§ Short exercise A:
In the text about global aid flows, how much net official development assistance did donors provide in total in 2013?
§ Short exercise B:
Continue the text about global aid and climate finance from the point where it stops.
##### Supplied text #####
So here’s a big surprise. Until last year, global aid flows were declining in the wake of the financial crisis – a trend that was widely expected to continue. But here’s what emerged when the OECD’s 2013 aid statistics came out last month:

Development aid rose by 6.1% in real terms in 2013 to reach the highest level ever recorded, despite continued pressure on budgets in OECD countries since the global economic crisis. Donors provided a total of USD 134.8 billion in net official development assistance (ODA), marking a rebound after two years of falling volumes, as a number of governments stepped up their spending on foreign aid.

An annual survey of donor spending plans by the OECD Development Assistance Committee (DAC) indicated that aid levels could increase again in 2014 and stabilise thereafter.

Admittedly, there are two important qualifiers here. One is that while aid may be at an all-time high in absolute terms, that’s not true for the arguably more important measure of aid as a proportion of donor countries’ gross national income: in 2013 they gave 0.30% of GNI, as compared to 0.32% in 2010 (and way lower, of course, than the 0.7% target).

The other point, flagged up by OECD Secretary-General Angel Gurria in his comments on this year’s statistics, is that the trend of falling aid to the neediest countries, especially in Sub-Saharan Africa (which saw a 4% real terms decrease against 2012), is still happening and appears likely to continue in the future. The new aid stats also show that donor countries only gave 0.09% of their GNI to least developed countries in 2012 – as compared to 0.10% the year before.

Donor countries have got to sort this out. While middle income countries now have access to a huge range of sources of finance for development – foreign direct investment, remittances, commercial debt, portfolio equity, and a vast increase in domestic resources from tax revenue and savings – that doesn’t hold true for low income countries, who are still highly reliant on aid. With the post-2015 agenda now about to move into the home straight, this is the year when donors need to set out a clear timetable for making good on their long-standing promise to give at least 0.15% of their GNI to least developed countries – and ideally go beyond it to 0.20%. And the OECD DAC’s High Level Meeting this December is the right moment to do it.

How to defuse the twin climate finance / post-2015 finance for development timebombs (updated)

Whether it’s at the climate summit currently underway in Warsaw (from where I’m writing this post) or at two key meetings happening in NYC next month on the post-2015 agenda, financing is one of the issues furrowing most brows.

Right now, progress in both places is stalled. Promises of $100 billion a year by 2020 under the Green Climate Fund are starting to look like a bad joke – especially to the least developed countries (LDCs) who most urgently need help to adapt to climate impacts.

Aid flows, meanwhile, have actually been declining for the last two yeas, rather than rising towards the 0.7% target. And they’re falling fastest for LDCs: while bilateral aid as a whole fell by 4% last year, it fell by 12.8% for them.

Nor does it look likely that rich countries are about to put big new pledges of cash on the table any time soon, what with weak growth, high unemployment, and fiscal pressures – despite the crucial 2015 deadlines on both climate and development. Yet if they fail to do so, it could toxify the dynamics on both issues – and contribute to an outcome where the climate and development ‘tribes’ perceive themselves to be fighting over the same pot of cash rather than working together on a shared agenda.

Is there any way to defuse this ticking timebomb? Well, there might be. (more…)
##### Given information #####
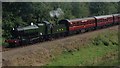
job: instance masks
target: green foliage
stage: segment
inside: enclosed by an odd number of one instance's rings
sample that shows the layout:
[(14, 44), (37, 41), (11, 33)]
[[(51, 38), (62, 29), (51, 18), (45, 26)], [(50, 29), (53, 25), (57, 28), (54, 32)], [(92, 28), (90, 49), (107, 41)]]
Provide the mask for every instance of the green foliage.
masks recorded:
[(47, 66), (119, 65), (116, 58), (118, 46), (112, 44), (112, 41), (118, 44), (116, 34), (117, 31), (100, 33), (86, 44), (87, 47), (80, 48), (78, 51), (65, 51), (62, 55), (52, 59)]
[[(50, 21), (56, 23), (60, 19), (72, 19), (93, 15), (105, 15), (120, 12), (120, 3), (104, 2), (4, 2), (3, 8), (3, 36), (10, 37), (13, 27), (29, 25), (36, 21)], [(64, 16), (51, 18), (49, 12), (61, 8)]]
#####
§ Task output A:
USD 134.8 billion

§ Task output B:
Nigeria: do donors know what they’re spending? (update x2)

You see plenty of reports from development agencies castigating development countries for one reason or another, but the boot is much less often on the other foot.

Interesting then to see this 2008 review (huge pdf download) from Nigeria’s National Planning Commission, which sets out to analyse ‘the volume and quality of Official Development Assistance to Nigeria between 1999 and 2007.’

During this time, $6bn of aid has been spent in Nigeria, almost all of it spent by donors themselves, rather than being rooted through the government’s budget. The Planning Commission’s first job, therefore, was to try and work out who had spent what.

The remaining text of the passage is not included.